SELECTED TEXT: Begin
LETTER TO EDITOR
Year : 2009 | Volume
: 52 | Issue : 1 | Page : 129--130
Primary mesenchymal chondrosarcoma of the breast
Michelle De Padua1, T.P.S Bhandari2,
1 Department of Pathology, Apollo Hospitals, Hyderabad, India
2 Department of Oncology, Apollo Hospitals, Hyderabad, India
Michelle De Padua
Department of Pathology, Apollo Hospitals, Jubilee Hills, Hyderabad-500 033
|How to cite this article:|
Padua MD, Bhandari T. Primary mesenchymal chondrosarcoma of the breast.Indian J Pathol Microbiol 2009;52:129-130
|How to cite this URL:|
Padua MD, Bhandari T. Primary mesenchymal chondrosarcoma of the breast. Indian J Pathol Microbiol [serial online] 2009 [cited 2021 Oct 26 ];52:129-130
Available from: https://www.ijpmonline.org/text.asp?2009/52/1/129/44979
Pure sarcomas of the breast are extremely rare tumors, accounting for about 0.5% of all breast tumors. Primary chondrosarcomas represent even rarer tumors. So far, only 9 cases have been reported. ,,,, We report another case of primary chondrosarcoma of the breast.
A 56-year-old female presented with a lump in the breast that had been gradually increasing in size over the past 1 year. Fine needle aspiration cytology (FNAC)done elsewhere was reported as malignant phylloides. On local examination, a well-defined lump in the right breast occupying the entire breast was present that measured 20x20 cms. The left breast was unremarkable. There were no palpable axillary or supraclavicular lymph nodes. A mastectomy of the right breast with axillary nodal sampling was done with an excision of the superficial aspect of pectoralis major.
SELECTED TEXT: End
RECORDED INFORMATION: Begin
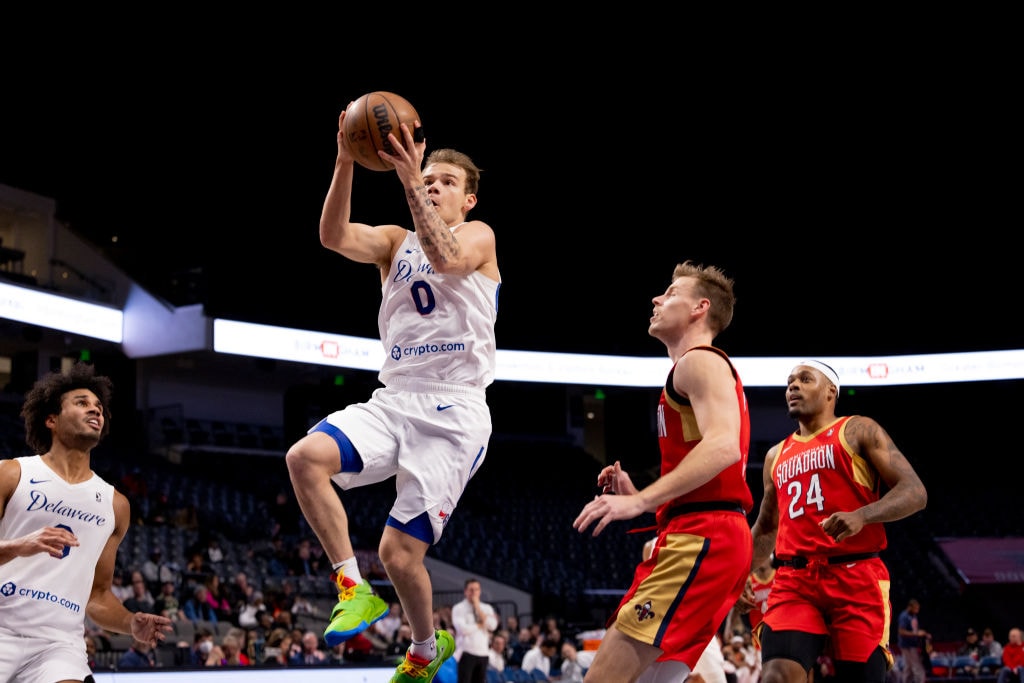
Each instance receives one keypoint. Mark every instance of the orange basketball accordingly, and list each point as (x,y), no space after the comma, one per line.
(368,123)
RECORDED INFORMATION: End
• TASK INSTRUCTIONS:
1) From the case description in the breast chondrosarcoma letter, list every tissue-sampling procedure and operation performed on the patient, including any done elsewhere.
2) Please carry on the breast chondrosarcoma letter, picking up after the sentence that ends "excision of the superficial aspect of pectoralis major."

• LIST OF ANSWERS:
1)
- Fine needle aspiration cytology (FNAC), done elsewhere
- Mastectomy of the right breast
- Axillary nodal sampling
- Excision of the superficial aspect of pectoralis major

2)
On gross examination, sectioning revealed a large, grey-white tumor measuring 18x16x13 cms [Figure 1].  Lymph nodes were identified in axillary sampling.
A microscopy revealed neoplastic tissue composed of sheets of neoplastic cells with round to oval nuclei, coarse chromatin and scanty cytoplasm. Numerous mitotic figures were present along with foci of necrosis. There was no evidence of ductal differentiation. Few chondroid foci were noted. A sharp interface between chondroid foci and undifferentiated areas was noted [Figure 2]. On immunohistochemistry, the cells were positive for vimentin. Positivity for S-100 was noted in chondroid as well as in the undifferentiated areas [Figure 3]. Cytokeratin, smooth muscle actin and leucocyte common antigen (LCA) were negative. The features were that of mesenchymal chondrosarcoma.
Primary sarcomas of the breast are rare tumors; the most common are angiosarcoma, followed by liposarcoma and osteosarcoma. The differentiation of chondrosarcoma from malignant phylloides with chondrosarcomatous areas can be difficult  . Extensive sampling to exclude any ductal elements is necessary before labelling the tumor as a primary chondrosarcoma. Metaplastic carcinoma with chondrosarcomatous areas is the other important differential diagnosis. Again, extensive sampling of the tumor along with immunohistochemistry for epithelial markers will help in its exclusion.
Surgery remains the mainstay of treatment. The role of chemotherapy and radiotherapy is not yet established because of the limited number of cases reported so far. Our patient underwent a mastectomy with axillary sampling with subsequent local radiotherapy.
To conclude, primary chondrosarcoma of the breast are rare tumors which must be considered in the differential diagnosis of tumors of the breast in chondrosarcomatous areas.